### PASSAGE PROVIDED
######
Crack A/B Testing Interviews
As a data science enthusiast, A/B Testing has always been in my interview questions. In this job-hunting process, I interviewed with TikTok (Product Marketing Analyst), Whole Food (Digital Marketing Campaign Result Analyst), and Sega of America (Data Analyst). I am writing this article to organize my thoughts on the interview questions I had.
A/B Test, AKA, split test, conversion rate optimization, multivariate testing, digital optimization, online experiment, growth-hacking, has been part of the job of Data Analysts. In this article, I will generalize and illustrate A/B testing concepts and tricks based on interview situations. There will be three topics: “Where & What to A/B test”, “How to A/B test”, and “Result Analysis”. I also attached the learning road map of A/B testing tech at the end of the article if you want to dive deeper.
1. Where & What to A/B Test?
1) Website Experience 2) Paid Search 3) Mobile App 4) Social Media Content Design 5) Email & Push Notifications 6) Marketing Campaigns
Each of these topics can be expanded based on your understanding of customer journey mappings under different circumstances. There would be 4 types of elements to test on:
1) Design Related: Site Page, Flow, Elements, etc.
2) Model Related: Internal KPI and Business Models
3) Algorithms Related: Backend Functionality & Algorithms
4) New Product/ Feature Launch
It would be best if you can see the A/B testing objectives in the job descriptions. Before the interview, if you have figured out “what to A/B test”, you are already halfway there. So far, the lovely HRs already have two questions for you:
What will be the metrics to deliver results?
a. Based on “what to test”, you already have sets of metrics to answer. E.g., CTR for web design, Open Rate for Email, ROI for Ads Design, etc. You can check out the essential digital marketing concepts if you cannot list 5 KPIs for each situation.
b. Clarify the business objective with your interviewer. E.g., impressions and traffic would be great metrics for new product launching; DAU would be great for product development; ROAS and CTR would be great for getting money out of “Cash Cow”; Subscribe Rate & Churn would be great for building customer loyalty.
c. Do not forget to mention guard metrics like bounce rate or churn rate. It still takes a lot to decide when data analysts already got a significant p-value. Guard metrics can help managers to balance short-term and long-term goals.
d. I usually simply ensure the interviewer knows my thought process instead of throwing out answers in 15 seconds, which decides the performance of a project.
2.
How would you design this experiment?
Tons of questions can deviate from each subtopic in each step. A general answer could be good enough for the interviewer to ask the next question. From here, I want to pick out several high-frequency questions in A/B testing:
1. How do you decide on sample size and experiment length?
· Large-scale firms have their mature A/B testing documentations. You can either do research or make a reasonable guess to deliver more specific answers. For example, to test a button color on an Amazon page, you probably only need to run the experiment in seconds; to test a promotion strategy, you need to consider a lot more: time of day, day of the week, holidays, trends, news, platforms, spillovers, competitor behaviors. To avoid going off the topic, it is always a better solution to research before the interview.
######
### Dataset excerpt
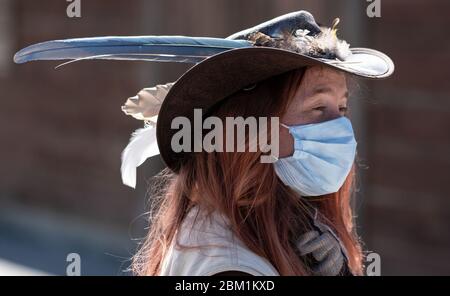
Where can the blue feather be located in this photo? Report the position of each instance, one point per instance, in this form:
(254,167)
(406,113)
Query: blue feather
(149,48)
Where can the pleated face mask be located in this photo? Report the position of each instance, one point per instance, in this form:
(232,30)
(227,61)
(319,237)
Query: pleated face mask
(323,157)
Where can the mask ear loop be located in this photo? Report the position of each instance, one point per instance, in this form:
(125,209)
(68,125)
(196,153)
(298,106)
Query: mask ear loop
(283,125)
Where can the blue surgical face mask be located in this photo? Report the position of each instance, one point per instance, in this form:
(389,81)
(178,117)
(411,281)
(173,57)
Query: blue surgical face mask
(323,157)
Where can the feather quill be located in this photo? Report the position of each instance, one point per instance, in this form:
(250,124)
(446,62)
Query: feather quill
(183,49)
(146,104)
(142,145)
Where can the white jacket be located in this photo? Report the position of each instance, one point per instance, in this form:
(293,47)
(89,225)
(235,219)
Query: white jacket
(219,250)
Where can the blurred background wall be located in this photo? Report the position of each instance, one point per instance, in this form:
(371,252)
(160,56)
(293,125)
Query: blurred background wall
(62,131)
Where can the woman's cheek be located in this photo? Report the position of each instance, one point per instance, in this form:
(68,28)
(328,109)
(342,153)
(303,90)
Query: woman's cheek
(286,143)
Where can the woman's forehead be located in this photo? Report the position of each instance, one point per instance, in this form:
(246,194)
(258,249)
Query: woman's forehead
(321,74)
(321,79)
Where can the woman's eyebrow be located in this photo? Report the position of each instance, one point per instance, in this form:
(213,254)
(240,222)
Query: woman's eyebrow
(326,89)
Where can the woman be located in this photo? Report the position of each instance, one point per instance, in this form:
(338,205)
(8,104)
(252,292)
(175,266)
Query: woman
(267,217)
(227,212)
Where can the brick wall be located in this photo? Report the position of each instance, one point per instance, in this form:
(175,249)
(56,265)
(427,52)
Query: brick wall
(407,210)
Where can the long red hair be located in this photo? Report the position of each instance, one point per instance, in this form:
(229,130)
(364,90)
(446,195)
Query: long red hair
(264,214)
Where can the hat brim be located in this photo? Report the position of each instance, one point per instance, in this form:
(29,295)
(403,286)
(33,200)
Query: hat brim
(223,74)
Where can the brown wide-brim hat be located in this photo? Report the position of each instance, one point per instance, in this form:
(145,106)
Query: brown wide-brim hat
(222,67)
(216,78)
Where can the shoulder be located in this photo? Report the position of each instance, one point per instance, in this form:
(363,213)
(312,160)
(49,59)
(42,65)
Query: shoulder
(205,245)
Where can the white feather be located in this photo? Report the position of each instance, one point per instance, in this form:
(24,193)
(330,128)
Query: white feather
(142,145)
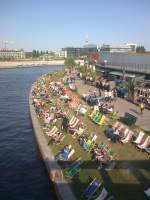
######
### EXERCISE SET
1. Rewrite the paragraph of the A/B testing article that begins "Large-scale firms have their mature" as a short bulleted list that keeps its main facts.
2. Reproduce the A/B testing article word for word from "a. Based on" up to and including "building customer loyalty.".
Nothing in the listing is needed for this work.

### ANSWERS PER TASK
1.
- Large-scale firms have mature A/B testing documentation.
- Research or a reasonable guess lets you give more specific answers.
- Testing a button color on an Amazon page may need the experiment to run only seconds.
- Testing a promotion strategy means weighing many more factors: time of day, day of the week, holidays, trends, news, platforms, spillovers and competitor behaviors.
- Researching before the interview is the better way to avoid going off topic.

2.
a. Based on “what to test”, you already have sets of metrics to answer. E.g., CTR for web design, Open Rate for Email, ROI for Ads Design, etc. You can check out the essential digital marketing concepts if you cannot list 5 KPIs for each situation.
b. Clarify the business objective with your interviewer. E.g., impressions and traffic would be great metrics for new product launching; DAU would be great for product development; ROAS and CTR would be great for getting money out of “Cash Cow”; Subscribe Rate & Churn would be great for building customer loyalty.